## Directions
Show each line in the rows below that contains the string "jacket". Case counts.

## Location labeling records
══════════

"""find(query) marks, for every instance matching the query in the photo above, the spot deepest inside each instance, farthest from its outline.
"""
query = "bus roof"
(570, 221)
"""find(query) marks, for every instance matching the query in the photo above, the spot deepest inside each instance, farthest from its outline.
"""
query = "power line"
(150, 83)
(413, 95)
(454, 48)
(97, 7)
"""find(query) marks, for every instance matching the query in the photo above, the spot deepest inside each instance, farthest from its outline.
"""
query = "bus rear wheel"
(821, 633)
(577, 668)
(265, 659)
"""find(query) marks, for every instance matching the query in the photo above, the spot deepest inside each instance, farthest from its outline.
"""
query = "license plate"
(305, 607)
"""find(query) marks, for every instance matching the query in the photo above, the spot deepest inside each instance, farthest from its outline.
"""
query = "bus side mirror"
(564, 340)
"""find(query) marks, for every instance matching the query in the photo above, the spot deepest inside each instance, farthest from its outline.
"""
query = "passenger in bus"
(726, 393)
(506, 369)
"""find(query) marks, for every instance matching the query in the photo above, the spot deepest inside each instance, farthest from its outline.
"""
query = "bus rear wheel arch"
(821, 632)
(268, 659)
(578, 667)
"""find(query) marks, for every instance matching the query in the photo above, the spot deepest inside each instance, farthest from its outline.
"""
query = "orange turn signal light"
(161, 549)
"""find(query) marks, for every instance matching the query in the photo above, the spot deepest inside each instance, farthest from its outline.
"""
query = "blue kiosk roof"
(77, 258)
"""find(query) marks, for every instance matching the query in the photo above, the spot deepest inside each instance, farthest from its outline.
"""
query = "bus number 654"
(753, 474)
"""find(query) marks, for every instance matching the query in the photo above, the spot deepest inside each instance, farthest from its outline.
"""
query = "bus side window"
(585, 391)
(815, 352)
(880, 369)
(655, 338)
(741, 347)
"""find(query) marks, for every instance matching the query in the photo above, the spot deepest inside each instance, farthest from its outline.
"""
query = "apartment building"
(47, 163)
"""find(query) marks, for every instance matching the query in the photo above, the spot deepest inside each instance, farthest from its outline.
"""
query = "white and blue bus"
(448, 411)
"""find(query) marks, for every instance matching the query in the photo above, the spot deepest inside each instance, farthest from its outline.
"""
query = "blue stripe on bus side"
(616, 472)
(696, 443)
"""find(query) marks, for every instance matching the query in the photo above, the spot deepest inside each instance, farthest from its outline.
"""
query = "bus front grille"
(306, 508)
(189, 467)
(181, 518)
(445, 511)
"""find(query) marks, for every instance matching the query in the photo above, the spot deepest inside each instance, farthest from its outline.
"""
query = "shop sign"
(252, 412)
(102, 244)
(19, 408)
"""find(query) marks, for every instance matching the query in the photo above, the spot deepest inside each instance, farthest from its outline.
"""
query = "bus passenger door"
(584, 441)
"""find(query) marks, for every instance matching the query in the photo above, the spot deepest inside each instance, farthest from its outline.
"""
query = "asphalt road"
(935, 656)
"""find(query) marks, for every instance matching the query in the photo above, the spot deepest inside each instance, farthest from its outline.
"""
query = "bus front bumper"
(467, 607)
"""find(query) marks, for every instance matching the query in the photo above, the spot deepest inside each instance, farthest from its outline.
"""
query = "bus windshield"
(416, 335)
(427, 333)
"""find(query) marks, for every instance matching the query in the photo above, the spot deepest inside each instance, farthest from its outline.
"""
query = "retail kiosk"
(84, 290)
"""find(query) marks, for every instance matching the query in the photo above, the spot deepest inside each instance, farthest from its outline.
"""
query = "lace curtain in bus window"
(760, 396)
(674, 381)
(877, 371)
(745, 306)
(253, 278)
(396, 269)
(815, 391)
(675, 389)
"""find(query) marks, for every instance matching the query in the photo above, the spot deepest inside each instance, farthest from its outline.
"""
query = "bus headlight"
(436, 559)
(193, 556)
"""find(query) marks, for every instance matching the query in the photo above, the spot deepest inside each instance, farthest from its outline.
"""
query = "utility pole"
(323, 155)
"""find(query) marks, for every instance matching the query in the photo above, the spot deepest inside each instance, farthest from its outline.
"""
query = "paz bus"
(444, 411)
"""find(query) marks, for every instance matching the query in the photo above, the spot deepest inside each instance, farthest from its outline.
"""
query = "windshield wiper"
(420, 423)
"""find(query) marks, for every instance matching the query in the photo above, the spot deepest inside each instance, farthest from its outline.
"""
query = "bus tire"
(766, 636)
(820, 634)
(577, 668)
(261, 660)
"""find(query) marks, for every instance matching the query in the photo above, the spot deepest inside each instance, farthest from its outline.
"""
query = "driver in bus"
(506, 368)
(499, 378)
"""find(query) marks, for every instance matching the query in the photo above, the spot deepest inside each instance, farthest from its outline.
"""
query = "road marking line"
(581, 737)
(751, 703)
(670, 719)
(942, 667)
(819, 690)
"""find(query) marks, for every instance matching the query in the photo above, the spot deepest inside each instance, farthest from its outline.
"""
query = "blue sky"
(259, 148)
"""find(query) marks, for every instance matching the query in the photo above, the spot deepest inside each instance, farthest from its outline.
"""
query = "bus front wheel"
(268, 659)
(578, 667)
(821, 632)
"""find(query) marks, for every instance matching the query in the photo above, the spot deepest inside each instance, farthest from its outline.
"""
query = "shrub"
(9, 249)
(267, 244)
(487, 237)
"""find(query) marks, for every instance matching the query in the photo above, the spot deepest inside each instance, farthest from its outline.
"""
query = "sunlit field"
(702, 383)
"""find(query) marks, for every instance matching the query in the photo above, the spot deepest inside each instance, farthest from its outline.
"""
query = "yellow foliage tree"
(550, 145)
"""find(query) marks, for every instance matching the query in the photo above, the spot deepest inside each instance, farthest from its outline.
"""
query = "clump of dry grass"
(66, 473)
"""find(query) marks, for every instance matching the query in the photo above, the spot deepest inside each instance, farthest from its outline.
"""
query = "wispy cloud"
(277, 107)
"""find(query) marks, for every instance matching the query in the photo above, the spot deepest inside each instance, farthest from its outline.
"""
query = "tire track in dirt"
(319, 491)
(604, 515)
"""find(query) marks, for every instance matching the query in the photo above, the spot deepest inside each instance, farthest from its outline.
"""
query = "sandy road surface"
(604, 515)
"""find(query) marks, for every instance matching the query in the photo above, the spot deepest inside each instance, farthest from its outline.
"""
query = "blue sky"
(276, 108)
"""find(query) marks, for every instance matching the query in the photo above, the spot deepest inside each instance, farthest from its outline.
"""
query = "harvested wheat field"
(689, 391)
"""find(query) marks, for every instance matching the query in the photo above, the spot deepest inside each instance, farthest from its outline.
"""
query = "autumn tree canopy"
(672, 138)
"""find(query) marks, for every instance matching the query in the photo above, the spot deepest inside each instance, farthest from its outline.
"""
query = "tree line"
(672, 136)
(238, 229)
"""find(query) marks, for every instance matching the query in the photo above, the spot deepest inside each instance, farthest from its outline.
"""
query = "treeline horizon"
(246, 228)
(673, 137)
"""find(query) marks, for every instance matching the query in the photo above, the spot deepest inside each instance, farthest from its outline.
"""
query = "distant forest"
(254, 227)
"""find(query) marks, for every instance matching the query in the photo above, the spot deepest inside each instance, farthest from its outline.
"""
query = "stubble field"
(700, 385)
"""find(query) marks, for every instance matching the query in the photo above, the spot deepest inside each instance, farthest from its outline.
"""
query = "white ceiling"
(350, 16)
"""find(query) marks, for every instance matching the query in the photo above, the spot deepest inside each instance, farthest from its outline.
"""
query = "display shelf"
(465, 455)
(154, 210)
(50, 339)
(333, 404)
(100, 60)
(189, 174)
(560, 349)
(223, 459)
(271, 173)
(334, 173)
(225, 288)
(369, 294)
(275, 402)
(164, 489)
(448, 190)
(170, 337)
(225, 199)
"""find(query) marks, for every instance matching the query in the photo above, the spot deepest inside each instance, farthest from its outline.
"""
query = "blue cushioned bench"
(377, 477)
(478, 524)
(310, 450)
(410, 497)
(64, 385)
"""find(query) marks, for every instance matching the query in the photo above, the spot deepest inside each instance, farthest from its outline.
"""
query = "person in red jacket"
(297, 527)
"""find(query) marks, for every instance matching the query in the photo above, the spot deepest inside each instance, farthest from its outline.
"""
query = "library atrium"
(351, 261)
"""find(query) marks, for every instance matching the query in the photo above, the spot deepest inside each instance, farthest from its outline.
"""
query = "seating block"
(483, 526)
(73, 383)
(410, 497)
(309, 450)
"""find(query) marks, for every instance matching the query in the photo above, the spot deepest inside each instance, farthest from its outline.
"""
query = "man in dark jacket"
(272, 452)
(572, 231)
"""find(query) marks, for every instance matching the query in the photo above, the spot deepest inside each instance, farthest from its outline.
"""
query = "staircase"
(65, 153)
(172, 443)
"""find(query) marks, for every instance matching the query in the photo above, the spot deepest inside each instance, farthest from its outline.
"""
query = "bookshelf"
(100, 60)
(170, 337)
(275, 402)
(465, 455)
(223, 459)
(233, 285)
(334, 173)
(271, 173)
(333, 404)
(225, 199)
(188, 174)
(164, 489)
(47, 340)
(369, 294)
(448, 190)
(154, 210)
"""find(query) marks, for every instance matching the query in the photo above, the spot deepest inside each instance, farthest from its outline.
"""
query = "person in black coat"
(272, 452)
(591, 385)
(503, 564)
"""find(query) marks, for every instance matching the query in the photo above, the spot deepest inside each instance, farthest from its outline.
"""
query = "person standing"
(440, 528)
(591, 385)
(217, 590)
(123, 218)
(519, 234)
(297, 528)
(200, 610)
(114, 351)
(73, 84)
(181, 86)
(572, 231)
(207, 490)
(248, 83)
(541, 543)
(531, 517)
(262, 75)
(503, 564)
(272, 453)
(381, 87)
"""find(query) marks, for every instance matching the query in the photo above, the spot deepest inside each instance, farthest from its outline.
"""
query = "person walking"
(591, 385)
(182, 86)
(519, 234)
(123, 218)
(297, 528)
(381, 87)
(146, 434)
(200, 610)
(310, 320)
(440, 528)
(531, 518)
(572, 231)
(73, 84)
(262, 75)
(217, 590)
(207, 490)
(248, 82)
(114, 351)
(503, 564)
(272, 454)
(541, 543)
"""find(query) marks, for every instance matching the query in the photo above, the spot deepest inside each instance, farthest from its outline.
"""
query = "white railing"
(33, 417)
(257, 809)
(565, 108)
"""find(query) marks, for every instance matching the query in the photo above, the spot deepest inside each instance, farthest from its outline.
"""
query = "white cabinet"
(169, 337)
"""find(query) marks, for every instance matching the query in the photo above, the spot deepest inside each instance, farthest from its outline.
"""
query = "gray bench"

══════════

## Full output
query = "person in red jacket"
query = "man in dark jacket"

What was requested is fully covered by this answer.